═══ Working data ═══

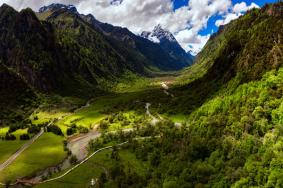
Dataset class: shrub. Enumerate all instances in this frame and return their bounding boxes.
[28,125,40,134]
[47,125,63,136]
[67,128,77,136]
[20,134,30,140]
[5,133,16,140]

═══
═══ Working data ═══

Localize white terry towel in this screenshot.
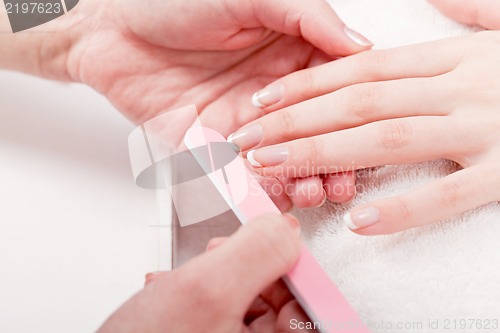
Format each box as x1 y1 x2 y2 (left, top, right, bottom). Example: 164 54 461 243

═══

*Required work*.
Arrange the material from the line containing "Dataset class: shrub." up to and including the line containing "[5,133,16,140]" as a two-column CSV with the headers input and output, one row per item. Put each text and its answer in a single quoted field, with line breaks replaced by spaces.

*Full answer*.
input,output
"Dataset class: shrub. Enumerate all instances in this frame and return their bounding boxes.","[28,125,40,134] [47,125,63,136] [67,128,77,136] [20,134,30,140] [5,133,16,140]"